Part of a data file
--

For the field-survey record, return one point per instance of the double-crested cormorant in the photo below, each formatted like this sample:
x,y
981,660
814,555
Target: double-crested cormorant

--

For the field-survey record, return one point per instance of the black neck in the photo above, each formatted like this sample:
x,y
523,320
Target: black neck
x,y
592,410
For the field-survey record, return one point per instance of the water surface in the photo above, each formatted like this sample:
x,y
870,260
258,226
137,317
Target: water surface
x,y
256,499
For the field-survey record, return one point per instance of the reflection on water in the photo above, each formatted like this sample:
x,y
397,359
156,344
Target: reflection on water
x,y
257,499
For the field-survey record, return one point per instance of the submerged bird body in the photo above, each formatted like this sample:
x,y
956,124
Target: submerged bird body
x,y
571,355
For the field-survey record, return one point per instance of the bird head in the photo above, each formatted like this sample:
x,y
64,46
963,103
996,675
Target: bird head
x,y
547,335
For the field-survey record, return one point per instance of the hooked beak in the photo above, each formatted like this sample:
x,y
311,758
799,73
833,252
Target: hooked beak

--

Reproduce the records from the line containing "of the double-crested" through the line containing "Target: double-crested cormorant", replacing "double-crested cormorant" with "great cormorant" and keeping everything else identical. Return only those lines.

ANSWER TO THE TASK =
For the field-survey record, return one point per instance of the great cormorant in the photo below, each formatted like this sample:
x,y
981,660
814,555
Target: great cormorant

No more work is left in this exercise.